(Pointing entries for named objects)
# # # # # # #

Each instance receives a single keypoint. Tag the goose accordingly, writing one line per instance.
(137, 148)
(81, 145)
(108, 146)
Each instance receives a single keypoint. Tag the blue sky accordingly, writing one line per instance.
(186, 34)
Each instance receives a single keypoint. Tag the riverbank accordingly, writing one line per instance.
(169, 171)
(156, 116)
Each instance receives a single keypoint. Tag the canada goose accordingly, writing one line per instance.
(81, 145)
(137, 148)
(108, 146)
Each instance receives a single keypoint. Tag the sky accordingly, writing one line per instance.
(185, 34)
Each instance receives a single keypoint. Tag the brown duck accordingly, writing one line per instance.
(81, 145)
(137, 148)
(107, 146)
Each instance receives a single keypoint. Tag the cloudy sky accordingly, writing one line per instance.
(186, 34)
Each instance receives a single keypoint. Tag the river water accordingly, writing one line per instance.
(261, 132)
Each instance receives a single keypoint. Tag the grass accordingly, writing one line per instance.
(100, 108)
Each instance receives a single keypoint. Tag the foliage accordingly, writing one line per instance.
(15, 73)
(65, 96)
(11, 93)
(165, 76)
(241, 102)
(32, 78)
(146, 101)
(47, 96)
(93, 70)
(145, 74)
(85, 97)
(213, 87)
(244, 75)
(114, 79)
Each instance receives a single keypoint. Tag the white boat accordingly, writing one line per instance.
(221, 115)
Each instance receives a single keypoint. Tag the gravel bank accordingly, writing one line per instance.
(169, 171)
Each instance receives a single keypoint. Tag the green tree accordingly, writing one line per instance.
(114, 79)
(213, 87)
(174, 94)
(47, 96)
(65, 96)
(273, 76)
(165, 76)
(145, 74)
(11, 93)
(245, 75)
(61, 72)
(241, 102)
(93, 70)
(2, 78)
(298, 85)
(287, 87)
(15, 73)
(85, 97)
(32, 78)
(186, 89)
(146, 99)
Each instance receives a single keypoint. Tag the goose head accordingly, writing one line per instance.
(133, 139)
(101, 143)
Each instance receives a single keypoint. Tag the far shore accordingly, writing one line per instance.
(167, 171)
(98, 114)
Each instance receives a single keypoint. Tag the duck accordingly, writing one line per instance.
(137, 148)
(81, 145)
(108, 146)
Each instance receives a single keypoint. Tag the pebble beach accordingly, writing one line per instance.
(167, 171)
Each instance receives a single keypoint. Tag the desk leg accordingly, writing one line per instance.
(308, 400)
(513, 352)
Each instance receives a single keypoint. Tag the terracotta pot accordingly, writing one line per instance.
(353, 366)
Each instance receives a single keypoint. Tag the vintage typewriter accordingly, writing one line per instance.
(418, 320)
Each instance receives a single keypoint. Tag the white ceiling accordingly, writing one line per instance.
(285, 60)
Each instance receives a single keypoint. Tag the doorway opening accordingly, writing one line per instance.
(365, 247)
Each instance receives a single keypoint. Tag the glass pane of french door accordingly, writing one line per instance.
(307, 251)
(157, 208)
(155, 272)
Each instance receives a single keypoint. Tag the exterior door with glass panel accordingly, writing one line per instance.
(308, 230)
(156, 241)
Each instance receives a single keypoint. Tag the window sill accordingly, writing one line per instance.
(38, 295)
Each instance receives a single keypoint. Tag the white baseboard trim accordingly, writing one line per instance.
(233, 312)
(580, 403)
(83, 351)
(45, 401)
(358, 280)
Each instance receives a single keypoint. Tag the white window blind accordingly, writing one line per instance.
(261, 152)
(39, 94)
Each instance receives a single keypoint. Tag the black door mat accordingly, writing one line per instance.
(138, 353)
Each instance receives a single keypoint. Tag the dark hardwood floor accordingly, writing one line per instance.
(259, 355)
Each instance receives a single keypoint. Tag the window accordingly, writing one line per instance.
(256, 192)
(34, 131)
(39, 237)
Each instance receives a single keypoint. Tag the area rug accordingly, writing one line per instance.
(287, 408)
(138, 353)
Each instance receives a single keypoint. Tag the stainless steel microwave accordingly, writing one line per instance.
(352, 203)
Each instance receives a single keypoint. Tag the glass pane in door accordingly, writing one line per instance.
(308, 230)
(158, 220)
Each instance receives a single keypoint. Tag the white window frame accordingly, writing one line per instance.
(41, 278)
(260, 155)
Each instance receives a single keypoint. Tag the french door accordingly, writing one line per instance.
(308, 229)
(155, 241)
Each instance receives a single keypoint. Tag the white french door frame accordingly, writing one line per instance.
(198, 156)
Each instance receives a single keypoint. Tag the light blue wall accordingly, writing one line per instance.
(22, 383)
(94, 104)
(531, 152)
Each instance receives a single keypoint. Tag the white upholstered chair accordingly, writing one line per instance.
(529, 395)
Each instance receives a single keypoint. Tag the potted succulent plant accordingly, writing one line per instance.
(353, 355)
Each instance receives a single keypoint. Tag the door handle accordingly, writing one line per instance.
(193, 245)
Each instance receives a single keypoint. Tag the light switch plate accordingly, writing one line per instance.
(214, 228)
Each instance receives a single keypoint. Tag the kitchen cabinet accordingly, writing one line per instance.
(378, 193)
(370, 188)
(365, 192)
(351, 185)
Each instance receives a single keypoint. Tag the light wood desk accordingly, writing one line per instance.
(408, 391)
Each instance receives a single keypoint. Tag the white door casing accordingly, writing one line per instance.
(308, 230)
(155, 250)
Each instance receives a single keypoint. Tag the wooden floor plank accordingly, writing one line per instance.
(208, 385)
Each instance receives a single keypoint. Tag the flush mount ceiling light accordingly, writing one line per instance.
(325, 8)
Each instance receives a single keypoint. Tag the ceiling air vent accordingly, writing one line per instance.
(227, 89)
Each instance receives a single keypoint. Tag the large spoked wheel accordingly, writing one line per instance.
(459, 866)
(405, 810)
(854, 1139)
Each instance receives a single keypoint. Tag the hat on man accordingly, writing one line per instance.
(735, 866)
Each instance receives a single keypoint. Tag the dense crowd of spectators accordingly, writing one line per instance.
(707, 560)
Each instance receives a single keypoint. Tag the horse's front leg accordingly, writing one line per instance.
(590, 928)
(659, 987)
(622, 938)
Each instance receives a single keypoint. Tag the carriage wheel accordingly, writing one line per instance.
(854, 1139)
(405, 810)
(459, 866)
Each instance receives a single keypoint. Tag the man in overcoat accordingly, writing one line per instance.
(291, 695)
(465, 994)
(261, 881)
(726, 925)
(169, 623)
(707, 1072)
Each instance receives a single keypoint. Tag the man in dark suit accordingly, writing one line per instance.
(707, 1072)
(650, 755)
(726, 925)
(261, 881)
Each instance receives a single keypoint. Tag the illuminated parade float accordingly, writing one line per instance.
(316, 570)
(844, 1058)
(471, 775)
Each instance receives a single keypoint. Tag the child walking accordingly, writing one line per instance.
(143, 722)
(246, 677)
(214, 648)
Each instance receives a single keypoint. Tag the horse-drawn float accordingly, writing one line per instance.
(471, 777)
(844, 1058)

# # # # # # #

#### [Written instruction]
Reproduce everything from the line containing "Each instance receives a single keypoint. Tag the horse's" down to the end of the records, request lines included, and increase each coordinate in the answers by 118.

#### [Response below]
Each instance receives a single keypoint. Tag the horse's front leg accordingly, writing one line per instance.
(708, 1046)
(777, 1105)
(740, 1056)
Each instance receives a single keypoint. Tag the carriage wheel accordingly, writing one line per instance.
(972, 1257)
(523, 928)
(577, 984)
Each instance receives a single keypoint. Tag the man in overcoat accordingly, writing one line per instance.
(409, 813)
(583, 1112)
(379, 999)
(844, 1043)
(287, 741)
(825, 1190)
Each instance receives a single keypoint. Tag the man in dark suit accordingly, writing one line per instance.
(825, 1190)
(768, 873)
(844, 1043)
(379, 999)
Each instance receives a single keypoint. Tag the illuminated parade float accordingly, writing one line per instance.
(434, 688)
(962, 1176)
(589, 893)
Each instance receives a single keypoint. Tag the child walking accordingly, writing one line per instance.
(261, 840)
(364, 795)
(332, 766)
Each instance receives a single keypoint. Tag the horse-drawn float accordingly, writing one line per instance.
(589, 895)
(962, 1176)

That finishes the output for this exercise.